### READING TEXT:
==============================

Interesting stuff on "zim as a site generator" Broadly, I get what
people are saying about the "intent" of jekyll, but as a bit of an
old-timer, I'm inclined to go with what I like, especially having seen
many intended projects underperform "unintended" ones -- Wordpress may
be the perfect example of that, probably one of the best CMS' that did
not start out as one.
Anyway, to my crazy idea: I'm the creator of the eight-five-zero remix
html template and I'm about to try to create a comment system compatible
with and created in zim as a template, in php, designed for
ultra-simplicity. As in:
Flat file, no sql, single page with comments stored in an "adjacent"
text file and "included" or otherwise parsed by php into the page.
Similar to (and perhaps based on) the below project.
https://github.com/rosslagerwall/simplecommentsystem
Only additional thing I can see doing is a simple captcha as well.
Interested in thoughts (especially if anyone has tried or thought of
anything like this --mostly within the bounds of what I've described,
I've considered MANY more complex alternatives but I want to see if this
can be done simply, within zim.
John
On 9/6/19 4:22 PM, Marko Mahnič wrote:
I have created a plugin for Zim that enables a more advanced site
generation. The plugin prepares Markdown pages with attributes and
calls Pandoc to generate an HTML site from Markdown. The pages have
YAML attributes that guide the transformation. Each page can be
generated with its own template. The plugin has support for news-like
pages with automatic index generation.
The plugin is available at
https://github.com/mmahnic/zim-plugin-siteexporter .

==============================

### TASK TO COMPLETE:
Extend the mailing-list message above about Zim as a site generator, picking up right after its final sentence.

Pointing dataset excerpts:
==============================

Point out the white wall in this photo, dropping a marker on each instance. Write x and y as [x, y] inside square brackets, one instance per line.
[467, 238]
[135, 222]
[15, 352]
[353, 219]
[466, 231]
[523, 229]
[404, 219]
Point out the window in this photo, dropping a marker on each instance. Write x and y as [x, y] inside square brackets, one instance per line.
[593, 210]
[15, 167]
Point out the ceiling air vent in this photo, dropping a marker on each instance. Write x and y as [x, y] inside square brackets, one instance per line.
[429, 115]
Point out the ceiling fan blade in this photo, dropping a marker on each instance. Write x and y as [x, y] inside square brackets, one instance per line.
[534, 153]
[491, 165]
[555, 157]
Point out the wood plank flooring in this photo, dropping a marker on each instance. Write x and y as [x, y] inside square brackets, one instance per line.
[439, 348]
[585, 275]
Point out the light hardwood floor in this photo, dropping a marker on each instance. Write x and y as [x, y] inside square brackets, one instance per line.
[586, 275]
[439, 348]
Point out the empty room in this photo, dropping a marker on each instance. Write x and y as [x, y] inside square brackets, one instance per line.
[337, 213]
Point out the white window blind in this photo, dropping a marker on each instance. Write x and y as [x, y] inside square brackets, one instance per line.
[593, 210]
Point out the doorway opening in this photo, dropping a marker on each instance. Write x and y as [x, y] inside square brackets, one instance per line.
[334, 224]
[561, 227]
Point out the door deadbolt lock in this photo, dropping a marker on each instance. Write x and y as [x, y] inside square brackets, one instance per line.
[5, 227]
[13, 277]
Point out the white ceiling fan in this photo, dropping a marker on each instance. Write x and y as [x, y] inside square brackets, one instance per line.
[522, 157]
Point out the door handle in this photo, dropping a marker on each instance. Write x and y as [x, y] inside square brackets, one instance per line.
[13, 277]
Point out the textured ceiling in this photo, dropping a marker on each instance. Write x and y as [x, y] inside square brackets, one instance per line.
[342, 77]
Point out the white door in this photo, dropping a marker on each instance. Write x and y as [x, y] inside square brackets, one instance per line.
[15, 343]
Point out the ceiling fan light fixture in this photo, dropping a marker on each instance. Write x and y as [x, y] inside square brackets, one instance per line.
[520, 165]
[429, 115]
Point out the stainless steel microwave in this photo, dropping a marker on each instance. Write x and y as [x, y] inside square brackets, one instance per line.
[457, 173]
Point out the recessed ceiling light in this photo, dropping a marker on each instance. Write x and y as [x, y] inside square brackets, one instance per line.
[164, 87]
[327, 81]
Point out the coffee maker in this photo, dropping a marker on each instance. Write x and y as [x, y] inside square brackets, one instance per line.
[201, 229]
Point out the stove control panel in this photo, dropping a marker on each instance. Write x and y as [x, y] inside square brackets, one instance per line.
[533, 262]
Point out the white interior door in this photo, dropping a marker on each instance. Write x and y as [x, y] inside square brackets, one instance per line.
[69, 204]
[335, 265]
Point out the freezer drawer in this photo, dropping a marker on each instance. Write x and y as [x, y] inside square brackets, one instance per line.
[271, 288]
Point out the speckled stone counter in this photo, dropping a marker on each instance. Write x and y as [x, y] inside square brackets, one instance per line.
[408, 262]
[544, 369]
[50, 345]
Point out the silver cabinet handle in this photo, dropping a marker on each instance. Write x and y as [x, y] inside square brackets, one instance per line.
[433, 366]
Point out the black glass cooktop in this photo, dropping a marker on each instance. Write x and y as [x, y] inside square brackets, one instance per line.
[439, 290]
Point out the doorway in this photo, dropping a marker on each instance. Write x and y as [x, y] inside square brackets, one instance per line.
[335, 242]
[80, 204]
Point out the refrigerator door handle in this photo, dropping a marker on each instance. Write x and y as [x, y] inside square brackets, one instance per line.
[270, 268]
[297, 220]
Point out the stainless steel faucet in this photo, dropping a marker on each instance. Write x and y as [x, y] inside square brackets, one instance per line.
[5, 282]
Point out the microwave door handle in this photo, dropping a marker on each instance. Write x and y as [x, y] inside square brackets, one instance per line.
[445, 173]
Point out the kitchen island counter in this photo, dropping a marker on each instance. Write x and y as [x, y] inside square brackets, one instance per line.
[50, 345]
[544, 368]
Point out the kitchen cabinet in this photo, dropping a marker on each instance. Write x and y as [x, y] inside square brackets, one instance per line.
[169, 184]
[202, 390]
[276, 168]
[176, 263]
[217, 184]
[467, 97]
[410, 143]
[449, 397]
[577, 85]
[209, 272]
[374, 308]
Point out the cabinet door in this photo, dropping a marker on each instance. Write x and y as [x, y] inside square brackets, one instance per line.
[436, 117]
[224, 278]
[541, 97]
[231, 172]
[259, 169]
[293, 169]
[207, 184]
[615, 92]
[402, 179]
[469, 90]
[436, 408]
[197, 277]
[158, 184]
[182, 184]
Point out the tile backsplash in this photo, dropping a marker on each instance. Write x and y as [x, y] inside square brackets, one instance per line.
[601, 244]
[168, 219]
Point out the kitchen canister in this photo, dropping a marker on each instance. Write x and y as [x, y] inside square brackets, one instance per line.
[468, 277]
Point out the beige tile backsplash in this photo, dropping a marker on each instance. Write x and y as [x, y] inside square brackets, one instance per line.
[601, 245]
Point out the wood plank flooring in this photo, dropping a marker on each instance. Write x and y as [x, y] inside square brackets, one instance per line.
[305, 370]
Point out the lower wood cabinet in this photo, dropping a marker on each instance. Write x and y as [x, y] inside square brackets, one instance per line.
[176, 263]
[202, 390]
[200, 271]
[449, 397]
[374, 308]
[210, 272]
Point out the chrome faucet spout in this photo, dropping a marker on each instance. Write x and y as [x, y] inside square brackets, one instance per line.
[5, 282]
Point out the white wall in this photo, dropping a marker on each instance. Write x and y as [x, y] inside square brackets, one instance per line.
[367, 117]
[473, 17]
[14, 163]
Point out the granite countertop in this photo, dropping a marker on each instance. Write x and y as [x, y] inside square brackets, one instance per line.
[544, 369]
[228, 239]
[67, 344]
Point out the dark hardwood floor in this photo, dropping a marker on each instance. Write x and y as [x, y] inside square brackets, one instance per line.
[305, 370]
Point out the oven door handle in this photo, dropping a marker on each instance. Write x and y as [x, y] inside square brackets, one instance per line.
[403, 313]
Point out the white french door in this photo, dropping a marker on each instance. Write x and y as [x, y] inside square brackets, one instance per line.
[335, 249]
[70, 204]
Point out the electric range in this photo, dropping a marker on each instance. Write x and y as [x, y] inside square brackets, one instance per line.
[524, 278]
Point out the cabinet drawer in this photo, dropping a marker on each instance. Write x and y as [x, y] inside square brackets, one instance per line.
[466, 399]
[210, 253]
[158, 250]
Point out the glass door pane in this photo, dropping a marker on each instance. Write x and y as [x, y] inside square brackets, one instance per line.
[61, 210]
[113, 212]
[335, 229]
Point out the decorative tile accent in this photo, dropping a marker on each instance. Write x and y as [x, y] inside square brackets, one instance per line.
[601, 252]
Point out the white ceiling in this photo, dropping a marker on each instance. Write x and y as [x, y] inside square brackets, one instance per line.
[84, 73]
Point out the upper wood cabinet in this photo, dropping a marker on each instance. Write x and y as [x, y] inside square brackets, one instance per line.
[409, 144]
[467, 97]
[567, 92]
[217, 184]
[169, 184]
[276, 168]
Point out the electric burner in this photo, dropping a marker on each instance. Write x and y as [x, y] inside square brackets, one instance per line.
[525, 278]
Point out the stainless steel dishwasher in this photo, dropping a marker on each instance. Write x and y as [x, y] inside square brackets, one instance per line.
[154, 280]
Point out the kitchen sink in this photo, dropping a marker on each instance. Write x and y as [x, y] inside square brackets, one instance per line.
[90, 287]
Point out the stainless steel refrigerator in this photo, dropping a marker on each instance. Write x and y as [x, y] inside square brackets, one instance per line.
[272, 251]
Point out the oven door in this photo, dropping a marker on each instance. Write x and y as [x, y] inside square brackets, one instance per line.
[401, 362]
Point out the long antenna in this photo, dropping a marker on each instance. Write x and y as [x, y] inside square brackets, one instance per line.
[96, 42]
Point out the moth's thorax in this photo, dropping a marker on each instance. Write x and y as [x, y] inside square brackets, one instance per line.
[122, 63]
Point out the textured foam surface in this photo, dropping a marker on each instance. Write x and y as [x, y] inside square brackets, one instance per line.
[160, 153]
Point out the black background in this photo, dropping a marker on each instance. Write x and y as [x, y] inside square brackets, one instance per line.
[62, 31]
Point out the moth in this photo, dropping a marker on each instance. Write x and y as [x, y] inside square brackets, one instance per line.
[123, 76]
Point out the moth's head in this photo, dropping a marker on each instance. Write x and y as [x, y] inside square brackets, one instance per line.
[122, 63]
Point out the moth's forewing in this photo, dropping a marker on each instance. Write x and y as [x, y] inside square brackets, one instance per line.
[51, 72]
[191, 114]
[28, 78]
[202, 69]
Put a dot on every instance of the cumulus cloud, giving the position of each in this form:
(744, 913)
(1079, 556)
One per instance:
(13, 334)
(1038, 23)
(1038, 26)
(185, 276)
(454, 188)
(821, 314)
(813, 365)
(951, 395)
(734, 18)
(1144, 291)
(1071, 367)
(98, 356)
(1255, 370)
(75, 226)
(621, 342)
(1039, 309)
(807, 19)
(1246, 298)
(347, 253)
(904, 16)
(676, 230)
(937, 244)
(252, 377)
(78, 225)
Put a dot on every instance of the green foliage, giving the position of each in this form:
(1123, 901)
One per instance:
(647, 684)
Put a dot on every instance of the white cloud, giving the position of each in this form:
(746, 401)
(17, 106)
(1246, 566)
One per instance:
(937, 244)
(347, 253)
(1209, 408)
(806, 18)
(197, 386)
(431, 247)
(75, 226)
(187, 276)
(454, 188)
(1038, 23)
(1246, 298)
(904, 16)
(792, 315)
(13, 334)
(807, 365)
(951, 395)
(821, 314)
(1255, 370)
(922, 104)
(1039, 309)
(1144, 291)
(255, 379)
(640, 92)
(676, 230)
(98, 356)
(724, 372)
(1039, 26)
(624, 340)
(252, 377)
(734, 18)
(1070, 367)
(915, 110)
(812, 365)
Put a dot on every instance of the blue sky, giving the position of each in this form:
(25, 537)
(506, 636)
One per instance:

==============================

### RESULT OF THIS EXERCISE:
The documentation for the plugin generated by the plugin is at
https://mmahnic.github.io/zim-siteexporter-doc/
The plugin was only tested with Zim 0.68; I didn't have time to test
it with newer versions.
Since Pandoc is used for final generation, I guess the plugin could be
adapted to prepare other types of documents, not only HTML sites.
Marko
On 5. 09. 19 14:02, Guilherme Lino wrote:
Agreed. I would say Zim and Jekyll have different objectives.
Zim:
Mostly content for *private *consumption
Quick note taking and format
Still can be exported to html, pdf, markdown
Can publish a basic website
Simple layout
WYSIWYG
Best, quick and practical, note taking app I have tested
Can be improved on TODOs management
Jekyll:
Mostlycontent for *public *consumption
Generate website from markdown
Very customizable, with a themes
Not WYSIWYG, so you probably should use a markdown editor
Bigger community, more extensions and integrations
Others I had a look:
Website generators
https://jekyllrb.com/
https://gohugo.io/
Desktop - Private/draft note applications
https://www.giuspen.com/cherrytree/
https://www.mindforger.com/
https://tamlok.github.io/vnote/en_us
https://joplinapp.org/
http://treeline.bellz.org/index.html (object templates)
https://www.qownnotes.org/
https://boostnote.io/
https://rednotebook.sourceforge.io/
http://www.theologeek.ch/manuskript/
https://github.com/zadam/trilium
(some are markdown)
Android (Note/Todo)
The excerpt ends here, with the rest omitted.